● **YOUR INSTRUCTIONS**
Locate every line of the material below that contains the word "blue" and copy each of those lines. Case counts.

::: GIVEN ENTRIES :::

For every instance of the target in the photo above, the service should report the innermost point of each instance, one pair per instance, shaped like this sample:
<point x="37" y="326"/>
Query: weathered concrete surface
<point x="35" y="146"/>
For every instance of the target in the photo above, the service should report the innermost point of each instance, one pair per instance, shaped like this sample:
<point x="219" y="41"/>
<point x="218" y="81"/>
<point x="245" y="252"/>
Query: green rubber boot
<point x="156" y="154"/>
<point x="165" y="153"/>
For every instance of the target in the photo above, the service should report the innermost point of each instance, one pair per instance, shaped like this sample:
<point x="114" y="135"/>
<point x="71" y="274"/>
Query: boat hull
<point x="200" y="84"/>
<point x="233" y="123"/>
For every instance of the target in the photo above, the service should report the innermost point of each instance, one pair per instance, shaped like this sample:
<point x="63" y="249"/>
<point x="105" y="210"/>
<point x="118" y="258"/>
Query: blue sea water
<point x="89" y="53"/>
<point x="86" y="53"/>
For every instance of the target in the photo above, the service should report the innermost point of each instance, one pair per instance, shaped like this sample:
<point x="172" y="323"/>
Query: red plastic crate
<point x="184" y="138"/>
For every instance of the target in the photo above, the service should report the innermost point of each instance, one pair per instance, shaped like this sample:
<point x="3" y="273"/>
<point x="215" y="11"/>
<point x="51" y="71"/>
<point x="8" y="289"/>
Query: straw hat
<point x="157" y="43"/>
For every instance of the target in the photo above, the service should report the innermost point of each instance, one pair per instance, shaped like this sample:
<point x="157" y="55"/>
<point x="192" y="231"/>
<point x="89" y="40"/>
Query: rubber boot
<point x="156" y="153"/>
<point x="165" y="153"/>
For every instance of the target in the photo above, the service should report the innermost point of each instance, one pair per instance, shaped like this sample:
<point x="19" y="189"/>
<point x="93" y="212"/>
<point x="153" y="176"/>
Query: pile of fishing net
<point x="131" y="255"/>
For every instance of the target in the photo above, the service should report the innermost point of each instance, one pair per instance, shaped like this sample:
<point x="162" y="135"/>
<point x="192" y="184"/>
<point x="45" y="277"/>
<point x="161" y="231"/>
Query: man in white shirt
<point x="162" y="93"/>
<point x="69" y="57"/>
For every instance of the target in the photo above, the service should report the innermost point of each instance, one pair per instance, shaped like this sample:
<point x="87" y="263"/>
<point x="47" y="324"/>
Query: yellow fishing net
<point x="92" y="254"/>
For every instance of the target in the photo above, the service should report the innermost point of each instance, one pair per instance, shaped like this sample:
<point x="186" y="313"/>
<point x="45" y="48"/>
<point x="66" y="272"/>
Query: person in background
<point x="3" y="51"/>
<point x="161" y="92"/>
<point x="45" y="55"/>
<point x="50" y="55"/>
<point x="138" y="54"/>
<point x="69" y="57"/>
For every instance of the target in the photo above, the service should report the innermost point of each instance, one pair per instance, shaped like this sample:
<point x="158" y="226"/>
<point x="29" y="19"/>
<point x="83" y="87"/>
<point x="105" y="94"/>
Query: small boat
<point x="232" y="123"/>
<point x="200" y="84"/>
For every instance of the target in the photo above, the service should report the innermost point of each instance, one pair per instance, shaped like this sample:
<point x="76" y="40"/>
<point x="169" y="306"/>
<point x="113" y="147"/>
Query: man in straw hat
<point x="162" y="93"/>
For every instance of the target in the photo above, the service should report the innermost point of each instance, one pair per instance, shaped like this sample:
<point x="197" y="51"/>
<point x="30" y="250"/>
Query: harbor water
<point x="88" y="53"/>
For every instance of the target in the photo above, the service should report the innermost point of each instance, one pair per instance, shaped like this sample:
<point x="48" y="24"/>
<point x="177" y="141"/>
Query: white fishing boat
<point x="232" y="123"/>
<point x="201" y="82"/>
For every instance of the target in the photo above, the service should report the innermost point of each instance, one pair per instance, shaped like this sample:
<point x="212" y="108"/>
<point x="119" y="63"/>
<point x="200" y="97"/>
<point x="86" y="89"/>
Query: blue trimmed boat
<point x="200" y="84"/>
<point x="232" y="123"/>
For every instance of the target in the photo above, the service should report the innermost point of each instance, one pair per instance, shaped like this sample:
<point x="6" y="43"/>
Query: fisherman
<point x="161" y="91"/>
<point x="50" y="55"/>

:::
::: GIVEN ENTRIES :::

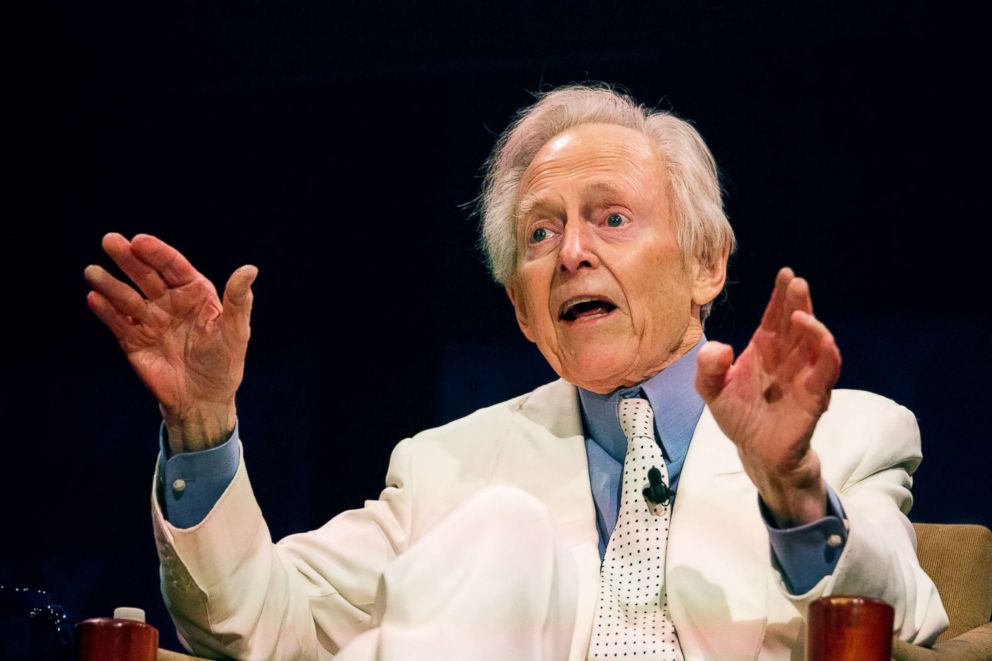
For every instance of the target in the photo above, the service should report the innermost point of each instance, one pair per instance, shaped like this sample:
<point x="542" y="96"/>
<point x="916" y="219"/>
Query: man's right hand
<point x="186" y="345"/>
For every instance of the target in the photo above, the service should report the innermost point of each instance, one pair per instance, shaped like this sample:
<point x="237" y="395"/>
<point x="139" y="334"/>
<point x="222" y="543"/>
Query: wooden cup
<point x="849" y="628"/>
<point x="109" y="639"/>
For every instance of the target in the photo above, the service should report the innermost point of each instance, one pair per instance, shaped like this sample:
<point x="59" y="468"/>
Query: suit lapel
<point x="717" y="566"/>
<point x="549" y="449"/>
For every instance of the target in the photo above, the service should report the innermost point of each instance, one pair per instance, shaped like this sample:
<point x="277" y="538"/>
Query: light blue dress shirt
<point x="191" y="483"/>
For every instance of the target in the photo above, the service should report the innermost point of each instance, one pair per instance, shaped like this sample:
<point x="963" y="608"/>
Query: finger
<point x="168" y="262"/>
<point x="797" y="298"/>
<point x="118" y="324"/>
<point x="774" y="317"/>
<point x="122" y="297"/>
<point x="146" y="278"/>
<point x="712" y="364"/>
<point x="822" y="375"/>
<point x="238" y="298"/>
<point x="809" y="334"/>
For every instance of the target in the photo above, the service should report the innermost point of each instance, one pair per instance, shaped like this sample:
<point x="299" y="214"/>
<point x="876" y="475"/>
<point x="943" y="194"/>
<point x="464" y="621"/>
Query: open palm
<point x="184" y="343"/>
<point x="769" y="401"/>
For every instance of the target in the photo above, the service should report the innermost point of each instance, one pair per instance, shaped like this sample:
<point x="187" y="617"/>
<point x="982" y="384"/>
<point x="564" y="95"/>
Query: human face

:::

● **RESPONSE BELOW**
Query: blue sea water
Query: blue trimmed boat
Query: light blue dress shirt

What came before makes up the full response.